— START Document —

In [156]:
import pandas as pd
from sklearn.model_selection import train_test_split
from sklearn.feature_extraction.text import TfidfVectorizer

In [157]:
ColOfDataset = [
    "title",
    "text",
    "language",
    "spam_score",
    "replies_count",
    "participants_count",
    "likes",
    "comments",
    "shares",
    "type"]
df = pd.read_csv("fake_news_dataset.csv",usecols = ColOfDataset)
df.head()

Unnamed: 0,title,text,language,spam_score,replies_count,participants_count,likes,comments,shares,type
0,Muslims BUSTED: They Stole Millions In Gov’t B...,Print They should pay all the back all the mon...,english,0.0,0,1,0,0,0,bias
1,Re: Why Did Attorney General Loretta Lynch Ple...,Why Did Attorney General Loretta Lynch Plead T...,english,0.0,0,1,0,0,0,bias
2,BREAKING: Weiner Cooperating With FBI On Hilla...,Red State : \nFox News Sunday reported this mo...,english,0.0,0,1,0,0,0,bias
3,PIN DROP SPEECH BY FATHER OF DAUGHTER Kidnappe...,Email Kayla Mueller was a prisoner and torture...,english,0.068,0,0,0,0,0,bias
4,FANTASTIC! TRUMP'S 7 POINT PLAN To Reform Heal...,Email HEALTHCARE REFORM TO MAKE AMERICA GREAT ...,english,0.865,0,0,0,0,0,bias


In [158]:
set(df["type"]) # Fake news is defines by type = fake

{'bias', 'bs', 'conspiracy', 'fake', 'hate', 'junksci', 'satire', 'state'}

In [159]:
print(set(df["language"])) #multiple language news is present

{'ignore', 'russian', 'portuguese', 'norwegian', 'english', 'greek', 'italian', 'turkish', 'polish', 'arabic', 'dutch', 'finnish', 'spanish', 'chinese', 'german', 'french'}


In [160]:
#using only english news
df_eng = df[df["language"] == "english"]
df_eng = df_eng.dropna()

— END Document —
— START Stored rows —

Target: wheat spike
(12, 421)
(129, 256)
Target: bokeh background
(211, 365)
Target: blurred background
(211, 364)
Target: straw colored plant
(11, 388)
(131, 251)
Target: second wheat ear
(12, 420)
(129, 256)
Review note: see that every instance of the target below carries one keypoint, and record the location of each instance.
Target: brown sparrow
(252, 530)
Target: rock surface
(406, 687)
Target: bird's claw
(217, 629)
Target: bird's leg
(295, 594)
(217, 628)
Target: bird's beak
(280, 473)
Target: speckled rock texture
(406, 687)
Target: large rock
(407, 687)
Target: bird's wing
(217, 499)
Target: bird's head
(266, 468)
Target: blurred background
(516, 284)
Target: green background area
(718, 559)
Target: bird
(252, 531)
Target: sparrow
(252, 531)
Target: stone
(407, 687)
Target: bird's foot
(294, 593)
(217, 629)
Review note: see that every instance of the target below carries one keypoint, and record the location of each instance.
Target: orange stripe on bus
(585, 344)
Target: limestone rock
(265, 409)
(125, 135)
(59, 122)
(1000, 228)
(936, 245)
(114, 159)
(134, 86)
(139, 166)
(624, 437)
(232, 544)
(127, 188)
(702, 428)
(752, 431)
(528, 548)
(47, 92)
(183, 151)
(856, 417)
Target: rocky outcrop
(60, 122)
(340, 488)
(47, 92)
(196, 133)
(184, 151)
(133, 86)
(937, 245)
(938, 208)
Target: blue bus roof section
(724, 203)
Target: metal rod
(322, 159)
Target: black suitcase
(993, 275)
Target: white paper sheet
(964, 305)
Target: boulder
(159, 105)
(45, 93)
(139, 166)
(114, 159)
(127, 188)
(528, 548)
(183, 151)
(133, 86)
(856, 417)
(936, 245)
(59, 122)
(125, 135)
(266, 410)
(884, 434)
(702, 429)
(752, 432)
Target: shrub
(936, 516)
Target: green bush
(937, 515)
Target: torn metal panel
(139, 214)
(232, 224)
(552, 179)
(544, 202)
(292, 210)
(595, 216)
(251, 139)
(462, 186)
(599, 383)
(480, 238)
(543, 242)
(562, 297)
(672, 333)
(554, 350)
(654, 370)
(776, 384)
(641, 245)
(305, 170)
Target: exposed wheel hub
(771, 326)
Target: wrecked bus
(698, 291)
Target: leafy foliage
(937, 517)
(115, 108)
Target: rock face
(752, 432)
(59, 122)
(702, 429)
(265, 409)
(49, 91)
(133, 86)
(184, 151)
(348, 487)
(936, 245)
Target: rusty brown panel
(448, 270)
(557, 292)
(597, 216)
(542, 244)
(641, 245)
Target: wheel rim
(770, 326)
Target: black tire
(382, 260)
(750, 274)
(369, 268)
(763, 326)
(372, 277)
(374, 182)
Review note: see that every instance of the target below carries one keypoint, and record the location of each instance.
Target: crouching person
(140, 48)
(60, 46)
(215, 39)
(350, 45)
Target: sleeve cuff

— END Stored rows —

= Exercise tasks =
A. Which language of news does the fake news notebook keep when it filters the dataset?
B. Put the records from the line holding "Target: rock face" through the last line of the records, inclusive, into a numbered list, skipping blank lines.
The notebook and the records are independent material.

= Solutions to each task =
A. English.

B.
1. Target: rock face
2. (752, 432)
3. (59, 122)
4. (702, 429)
5. (265, 409)
6. (49, 91)
7. (133, 86)
8. (184, 151)
9. (348, 487)
10. (936, 245)
11. Target: rusty brown panel
12. (448, 270)
13. (557, 292)
14. (597, 216)
15. (542, 244)
16. (641, 245)
17. Target: wheel rim
18. (770, 326)
19. Target: black tire
20. (382, 260)
21. (750, 274)
22. (369, 268)
23. (763, 326)
24. (372, 277)
25. (374, 182)
26. Review note: see that every instance of the target below carries one keypoint, and record the location of each instance.
27. Target: crouching person
28. (140, 48)
29. (60, 46)
30. (215, 39)
31. (350, 45)
32. Target: sleeve cuff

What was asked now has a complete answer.